### Given request
Which lines in the data below contain the word "dark"? List each of them in full.

Saved data entries:
....

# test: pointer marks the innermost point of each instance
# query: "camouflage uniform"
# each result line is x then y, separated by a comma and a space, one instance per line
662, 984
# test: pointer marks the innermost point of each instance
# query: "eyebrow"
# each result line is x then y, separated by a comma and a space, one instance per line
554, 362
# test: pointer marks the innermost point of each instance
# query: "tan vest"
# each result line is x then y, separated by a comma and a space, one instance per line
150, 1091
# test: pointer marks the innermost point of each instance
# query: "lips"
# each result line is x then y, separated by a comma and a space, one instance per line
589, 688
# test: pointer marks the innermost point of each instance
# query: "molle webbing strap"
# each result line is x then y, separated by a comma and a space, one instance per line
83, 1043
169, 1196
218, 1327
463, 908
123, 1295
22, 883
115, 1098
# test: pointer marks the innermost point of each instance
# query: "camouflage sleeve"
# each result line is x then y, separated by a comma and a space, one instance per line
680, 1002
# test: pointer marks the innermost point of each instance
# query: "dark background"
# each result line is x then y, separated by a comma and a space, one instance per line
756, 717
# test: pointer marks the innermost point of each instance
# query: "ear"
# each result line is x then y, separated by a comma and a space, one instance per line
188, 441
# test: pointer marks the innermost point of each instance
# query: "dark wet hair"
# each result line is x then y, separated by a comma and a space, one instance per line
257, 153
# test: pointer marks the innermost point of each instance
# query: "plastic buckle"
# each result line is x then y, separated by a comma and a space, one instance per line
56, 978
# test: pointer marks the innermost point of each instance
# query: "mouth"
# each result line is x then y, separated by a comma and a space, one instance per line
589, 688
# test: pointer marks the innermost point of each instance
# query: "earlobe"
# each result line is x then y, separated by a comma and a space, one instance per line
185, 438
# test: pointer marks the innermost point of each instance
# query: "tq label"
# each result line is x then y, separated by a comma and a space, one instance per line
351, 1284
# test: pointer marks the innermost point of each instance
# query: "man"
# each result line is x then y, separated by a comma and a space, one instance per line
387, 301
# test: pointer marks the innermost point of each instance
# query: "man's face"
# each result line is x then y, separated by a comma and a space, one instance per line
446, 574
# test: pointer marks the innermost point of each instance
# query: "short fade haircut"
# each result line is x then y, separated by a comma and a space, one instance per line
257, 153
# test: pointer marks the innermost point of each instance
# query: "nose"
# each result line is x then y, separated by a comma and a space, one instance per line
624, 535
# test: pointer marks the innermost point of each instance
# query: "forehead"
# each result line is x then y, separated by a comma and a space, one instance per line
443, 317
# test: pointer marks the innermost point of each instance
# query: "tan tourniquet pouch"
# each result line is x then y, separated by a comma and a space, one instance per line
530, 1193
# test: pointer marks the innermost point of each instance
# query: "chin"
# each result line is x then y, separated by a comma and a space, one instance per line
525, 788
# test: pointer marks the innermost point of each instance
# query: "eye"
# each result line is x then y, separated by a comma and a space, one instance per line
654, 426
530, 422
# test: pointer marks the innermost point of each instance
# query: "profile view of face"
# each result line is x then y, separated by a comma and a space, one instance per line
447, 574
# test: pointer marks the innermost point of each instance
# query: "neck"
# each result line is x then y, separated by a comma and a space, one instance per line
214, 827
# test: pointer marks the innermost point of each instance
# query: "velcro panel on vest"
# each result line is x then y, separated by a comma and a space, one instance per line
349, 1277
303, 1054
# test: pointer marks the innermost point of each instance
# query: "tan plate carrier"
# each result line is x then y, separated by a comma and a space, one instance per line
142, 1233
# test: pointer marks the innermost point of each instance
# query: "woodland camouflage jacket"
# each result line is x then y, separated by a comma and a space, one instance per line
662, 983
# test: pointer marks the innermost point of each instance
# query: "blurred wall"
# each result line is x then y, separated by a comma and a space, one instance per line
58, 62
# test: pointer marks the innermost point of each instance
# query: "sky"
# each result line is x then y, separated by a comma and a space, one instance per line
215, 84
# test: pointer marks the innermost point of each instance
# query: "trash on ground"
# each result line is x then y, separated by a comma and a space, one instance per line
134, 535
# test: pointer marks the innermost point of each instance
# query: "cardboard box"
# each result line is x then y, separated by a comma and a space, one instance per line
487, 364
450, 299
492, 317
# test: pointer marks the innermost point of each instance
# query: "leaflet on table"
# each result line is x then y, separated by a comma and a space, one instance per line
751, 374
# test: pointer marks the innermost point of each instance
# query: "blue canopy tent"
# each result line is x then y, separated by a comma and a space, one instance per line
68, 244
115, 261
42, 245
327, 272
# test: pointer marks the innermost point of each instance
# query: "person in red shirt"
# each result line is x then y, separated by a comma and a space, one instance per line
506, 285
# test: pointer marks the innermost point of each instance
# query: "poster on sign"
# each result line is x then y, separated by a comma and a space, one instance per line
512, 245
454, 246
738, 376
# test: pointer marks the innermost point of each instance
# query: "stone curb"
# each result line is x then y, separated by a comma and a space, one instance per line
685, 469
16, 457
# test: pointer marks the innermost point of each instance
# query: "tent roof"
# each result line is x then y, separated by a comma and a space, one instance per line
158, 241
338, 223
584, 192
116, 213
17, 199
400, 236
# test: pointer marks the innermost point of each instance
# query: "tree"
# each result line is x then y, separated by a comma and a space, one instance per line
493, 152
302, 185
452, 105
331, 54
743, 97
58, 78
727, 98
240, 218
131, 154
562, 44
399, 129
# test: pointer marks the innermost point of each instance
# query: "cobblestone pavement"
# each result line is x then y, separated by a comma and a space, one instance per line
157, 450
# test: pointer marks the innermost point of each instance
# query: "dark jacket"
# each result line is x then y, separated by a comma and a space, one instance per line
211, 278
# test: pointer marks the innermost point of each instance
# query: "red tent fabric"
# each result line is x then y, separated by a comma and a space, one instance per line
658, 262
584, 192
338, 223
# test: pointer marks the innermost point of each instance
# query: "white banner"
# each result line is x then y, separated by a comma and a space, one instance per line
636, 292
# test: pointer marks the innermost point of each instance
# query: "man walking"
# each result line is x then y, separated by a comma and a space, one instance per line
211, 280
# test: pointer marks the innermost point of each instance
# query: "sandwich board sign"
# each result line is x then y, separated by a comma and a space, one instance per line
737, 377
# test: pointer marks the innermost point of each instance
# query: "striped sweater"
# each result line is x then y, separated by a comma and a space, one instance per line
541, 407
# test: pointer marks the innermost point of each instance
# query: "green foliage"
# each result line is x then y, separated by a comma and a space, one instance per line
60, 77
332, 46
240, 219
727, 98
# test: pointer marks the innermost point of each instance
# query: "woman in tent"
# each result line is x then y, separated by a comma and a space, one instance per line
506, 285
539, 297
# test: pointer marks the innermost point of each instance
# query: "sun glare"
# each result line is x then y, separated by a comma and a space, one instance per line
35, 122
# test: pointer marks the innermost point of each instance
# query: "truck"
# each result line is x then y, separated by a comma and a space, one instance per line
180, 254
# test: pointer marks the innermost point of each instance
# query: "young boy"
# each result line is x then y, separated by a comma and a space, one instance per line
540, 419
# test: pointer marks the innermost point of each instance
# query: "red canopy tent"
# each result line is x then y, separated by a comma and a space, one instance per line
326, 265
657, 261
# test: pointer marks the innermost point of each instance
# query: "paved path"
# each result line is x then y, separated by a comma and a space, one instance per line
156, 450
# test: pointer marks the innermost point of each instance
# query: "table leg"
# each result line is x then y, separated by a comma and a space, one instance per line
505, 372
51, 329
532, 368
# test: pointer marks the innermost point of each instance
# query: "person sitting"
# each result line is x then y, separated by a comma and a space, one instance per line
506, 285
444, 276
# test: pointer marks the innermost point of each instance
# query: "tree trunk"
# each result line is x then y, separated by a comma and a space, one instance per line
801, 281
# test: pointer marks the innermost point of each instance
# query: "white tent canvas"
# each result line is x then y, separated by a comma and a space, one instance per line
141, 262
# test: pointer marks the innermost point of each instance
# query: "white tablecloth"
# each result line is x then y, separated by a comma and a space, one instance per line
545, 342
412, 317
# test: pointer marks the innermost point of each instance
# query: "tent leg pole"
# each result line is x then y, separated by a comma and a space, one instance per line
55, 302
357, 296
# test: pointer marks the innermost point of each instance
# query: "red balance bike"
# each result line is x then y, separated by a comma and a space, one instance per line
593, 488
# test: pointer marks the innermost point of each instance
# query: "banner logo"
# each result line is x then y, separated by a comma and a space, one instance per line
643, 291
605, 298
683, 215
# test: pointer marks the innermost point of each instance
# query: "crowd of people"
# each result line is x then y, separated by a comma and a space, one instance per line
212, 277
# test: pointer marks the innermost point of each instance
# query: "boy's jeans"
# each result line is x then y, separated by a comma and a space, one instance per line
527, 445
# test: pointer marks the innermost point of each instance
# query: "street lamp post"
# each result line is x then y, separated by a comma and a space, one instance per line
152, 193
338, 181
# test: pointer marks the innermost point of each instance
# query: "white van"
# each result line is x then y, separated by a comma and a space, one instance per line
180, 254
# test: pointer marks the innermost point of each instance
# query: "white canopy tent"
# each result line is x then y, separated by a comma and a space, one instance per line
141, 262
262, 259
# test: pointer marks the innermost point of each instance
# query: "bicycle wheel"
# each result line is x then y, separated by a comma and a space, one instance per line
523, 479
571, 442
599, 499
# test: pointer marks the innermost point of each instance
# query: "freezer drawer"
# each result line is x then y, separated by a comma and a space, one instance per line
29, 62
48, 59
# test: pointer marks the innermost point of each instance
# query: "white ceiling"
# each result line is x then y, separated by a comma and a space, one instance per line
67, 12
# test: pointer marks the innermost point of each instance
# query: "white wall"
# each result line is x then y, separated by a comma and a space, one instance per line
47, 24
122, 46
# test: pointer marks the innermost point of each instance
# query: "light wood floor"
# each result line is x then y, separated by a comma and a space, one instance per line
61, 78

....

### Finished answer
# query: "dark background"
# query: "dark wet hair"
# query: "dark jacket"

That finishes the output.